Exercise input:

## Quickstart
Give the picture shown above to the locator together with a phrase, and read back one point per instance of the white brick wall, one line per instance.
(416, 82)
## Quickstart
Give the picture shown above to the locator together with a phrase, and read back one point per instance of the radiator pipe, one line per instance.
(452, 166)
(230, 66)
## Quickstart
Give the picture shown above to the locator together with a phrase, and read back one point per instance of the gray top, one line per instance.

What is asked:
Recast every line of the rows above as a Markdown table with two columns, No. and Line, giving each line its own table row with a sequential number and omitting blank lines.

Task result:
| No. | Line |
|---|---|
| 1 | ## Quickstart |
| 2 | Give the picture shown above to the locator together with a phrase, and read back one point per instance of the white brick wall, one line per instance. |
| 3 | (416, 82) |
| 4 | ## Quickstart |
| 5 | Give the picture shown above to the locator together with a phrase, and read back one point per instance of the radiator pipe, one line per instance. |
| 6 | (452, 166) |
| 7 | (230, 66) |
| 8 | ## Quickstart |
| 9 | Give the picture shown above to the locator together with a phrase, and read back one point per instance of the gray top, one line per instance. |